<<<<

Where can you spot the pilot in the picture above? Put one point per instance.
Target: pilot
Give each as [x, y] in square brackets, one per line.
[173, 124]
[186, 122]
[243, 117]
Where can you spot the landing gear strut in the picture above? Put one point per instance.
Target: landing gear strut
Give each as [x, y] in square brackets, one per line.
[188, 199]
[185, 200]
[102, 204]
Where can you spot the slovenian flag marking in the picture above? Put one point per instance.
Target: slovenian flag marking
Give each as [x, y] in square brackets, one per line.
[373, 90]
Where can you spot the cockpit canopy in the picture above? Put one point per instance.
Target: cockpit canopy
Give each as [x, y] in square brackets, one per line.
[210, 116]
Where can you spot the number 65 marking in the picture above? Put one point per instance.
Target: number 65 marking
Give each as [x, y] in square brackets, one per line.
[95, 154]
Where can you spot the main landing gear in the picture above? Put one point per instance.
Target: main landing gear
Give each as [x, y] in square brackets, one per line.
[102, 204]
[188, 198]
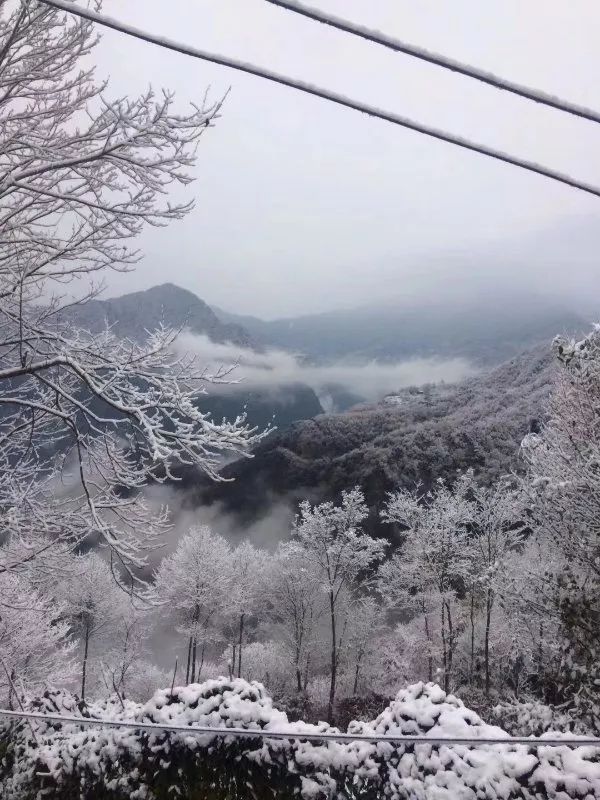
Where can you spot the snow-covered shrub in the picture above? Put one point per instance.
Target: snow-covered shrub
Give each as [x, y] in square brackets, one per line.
[447, 772]
[113, 764]
[533, 718]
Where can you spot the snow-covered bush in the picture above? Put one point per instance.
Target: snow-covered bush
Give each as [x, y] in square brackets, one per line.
[532, 718]
[72, 761]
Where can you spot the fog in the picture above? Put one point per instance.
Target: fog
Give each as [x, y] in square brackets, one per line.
[272, 368]
[303, 207]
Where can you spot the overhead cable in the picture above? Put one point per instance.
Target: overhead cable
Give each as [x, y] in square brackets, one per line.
[372, 35]
[324, 736]
[317, 91]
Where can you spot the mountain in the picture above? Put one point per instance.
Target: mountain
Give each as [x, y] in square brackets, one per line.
[416, 436]
[132, 315]
[486, 330]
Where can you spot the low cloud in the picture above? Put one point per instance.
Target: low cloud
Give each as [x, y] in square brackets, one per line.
[272, 369]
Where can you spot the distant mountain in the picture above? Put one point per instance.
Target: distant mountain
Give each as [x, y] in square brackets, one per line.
[417, 436]
[132, 315]
[486, 331]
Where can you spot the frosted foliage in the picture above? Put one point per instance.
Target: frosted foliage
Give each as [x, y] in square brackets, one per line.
[81, 175]
[34, 646]
[565, 496]
[125, 762]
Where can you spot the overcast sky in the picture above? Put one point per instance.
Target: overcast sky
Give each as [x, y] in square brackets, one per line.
[303, 206]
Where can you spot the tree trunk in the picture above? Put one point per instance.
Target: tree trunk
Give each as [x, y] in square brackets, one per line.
[450, 646]
[85, 658]
[488, 619]
[444, 647]
[189, 661]
[472, 661]
[193, 671]
[306, 671]
[333, 660]
[428, 637]
[241, 637]
[356, 674]
[201, 660]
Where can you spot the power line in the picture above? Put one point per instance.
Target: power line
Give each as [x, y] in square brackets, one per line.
[325, 94]
[439, 60]
[324, 736]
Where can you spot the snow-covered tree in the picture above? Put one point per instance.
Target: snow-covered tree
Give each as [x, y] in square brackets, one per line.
[246, 595]
[93, 605]
[497, 532]
[564, 471]
[194, 584]
[34, 644]
[433, 563]
[296, 602]
[366, 624]
[81, 175]
[340, 551]
[123, 654]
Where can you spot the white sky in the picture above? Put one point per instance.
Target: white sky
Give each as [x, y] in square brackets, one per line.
[303, 206]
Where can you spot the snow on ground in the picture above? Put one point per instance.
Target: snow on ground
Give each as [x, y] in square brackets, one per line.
[135, 764]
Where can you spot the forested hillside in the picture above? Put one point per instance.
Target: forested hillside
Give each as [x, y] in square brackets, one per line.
[483, 329]
[133, 316]
[416, 436]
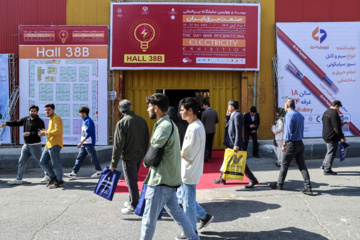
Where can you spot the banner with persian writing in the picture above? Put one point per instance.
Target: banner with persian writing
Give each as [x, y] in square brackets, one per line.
[317, 64]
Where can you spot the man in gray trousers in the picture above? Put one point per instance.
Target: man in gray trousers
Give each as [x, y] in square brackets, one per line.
[332, 134]
[131, 140]
[209, 118]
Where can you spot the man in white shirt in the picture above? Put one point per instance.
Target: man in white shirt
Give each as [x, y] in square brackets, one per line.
[192, 164]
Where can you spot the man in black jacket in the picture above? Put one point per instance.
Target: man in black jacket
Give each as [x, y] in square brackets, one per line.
[251, 125]
[332, 134]
[32, 142]
[233, 138]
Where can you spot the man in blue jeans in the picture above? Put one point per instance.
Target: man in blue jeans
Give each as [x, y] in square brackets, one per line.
[53, 146]
[32, 142]
[164, 179]
[87, 145]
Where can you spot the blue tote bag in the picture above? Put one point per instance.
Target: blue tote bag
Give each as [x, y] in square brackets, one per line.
[139, 210]
[107, 183]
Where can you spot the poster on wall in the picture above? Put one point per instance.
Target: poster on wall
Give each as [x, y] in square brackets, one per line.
[317, 64]
[186, 36]
[67, 66]
[4, 96]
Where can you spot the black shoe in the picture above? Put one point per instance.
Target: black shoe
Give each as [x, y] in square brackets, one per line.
[51, 182]
[182, 236]
[57, 184]
[307, 191]
[219, 181]
[275, 186]
[252, 183]
[330, 172]
[205, 222]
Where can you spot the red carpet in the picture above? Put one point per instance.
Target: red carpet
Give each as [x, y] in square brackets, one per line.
[211, 171]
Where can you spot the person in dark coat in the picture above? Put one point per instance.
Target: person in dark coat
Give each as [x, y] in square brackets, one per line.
[251, 125]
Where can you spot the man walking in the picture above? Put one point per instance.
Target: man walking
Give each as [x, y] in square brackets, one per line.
[86, 145]
[209, 118]
[54, 143]
[251, 125]
[332, 134]
[131, 139]
[233, 138]
[32, 142]
[293, 147]
[164, 179]
[192, 164]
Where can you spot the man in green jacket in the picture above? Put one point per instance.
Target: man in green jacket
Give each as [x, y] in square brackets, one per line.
[131, 139]
[164, 179]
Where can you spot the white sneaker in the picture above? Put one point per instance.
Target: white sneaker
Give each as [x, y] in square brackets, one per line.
[45, 179]
[128, 210]
[97, 174]
[15, 182]
[70, 175]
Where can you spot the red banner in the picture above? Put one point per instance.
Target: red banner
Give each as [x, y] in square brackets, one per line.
[63, 35]
[185, 36]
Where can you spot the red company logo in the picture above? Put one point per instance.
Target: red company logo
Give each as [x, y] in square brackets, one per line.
[63, 34]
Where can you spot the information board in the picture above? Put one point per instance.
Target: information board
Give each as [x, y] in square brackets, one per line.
[185, 36]
[67, 66]
[319, 63]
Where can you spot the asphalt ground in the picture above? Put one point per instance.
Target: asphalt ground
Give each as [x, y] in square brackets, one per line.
[32, 211]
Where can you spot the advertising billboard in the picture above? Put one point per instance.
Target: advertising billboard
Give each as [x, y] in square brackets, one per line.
[317, 64]
[4, 96]
[67, 66]
[185, 36]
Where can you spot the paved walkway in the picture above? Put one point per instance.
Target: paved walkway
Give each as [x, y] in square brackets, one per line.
[31, 211]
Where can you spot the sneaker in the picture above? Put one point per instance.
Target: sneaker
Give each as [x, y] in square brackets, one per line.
[51, 182]
[275, 186]
[205, 222]
[70, 175]
[96, 175]
[330, 172]
[128, 210]
[57, 184]
[307, 191]
[15, 182]
[45, 179]
[182, 236]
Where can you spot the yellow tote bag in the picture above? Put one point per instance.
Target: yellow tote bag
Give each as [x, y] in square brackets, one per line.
[234, 165]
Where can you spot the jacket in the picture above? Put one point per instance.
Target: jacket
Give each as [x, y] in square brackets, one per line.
[209, 118]
[131, 138]
[169, 170]
[332, 129]
[233, 130]
[248, 121]
[30, 125]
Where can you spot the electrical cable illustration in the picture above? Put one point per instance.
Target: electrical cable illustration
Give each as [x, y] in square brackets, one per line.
[306, 58]
[292, 68]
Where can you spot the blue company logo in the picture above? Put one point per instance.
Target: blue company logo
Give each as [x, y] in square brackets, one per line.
[316, 34]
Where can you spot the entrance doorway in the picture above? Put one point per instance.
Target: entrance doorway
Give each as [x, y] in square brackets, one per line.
[175, 96]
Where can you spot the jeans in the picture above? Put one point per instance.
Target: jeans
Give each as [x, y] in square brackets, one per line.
[158, 197]
[26, 152]
[187, 195]
[52, 154]
[294, 150]
[208, 144]
[330, 155]
[84, 151]
[130, 170]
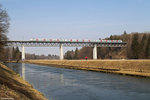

>>>>

> [Job]:
Show each line of the material above that contains the string "slovenian", treating uppercase and lowercase as different.

> [Answer to this task]:
Where can you spot the slovenian flag marking in the picture above? Put one point per instance.
Target: slovenian flag marking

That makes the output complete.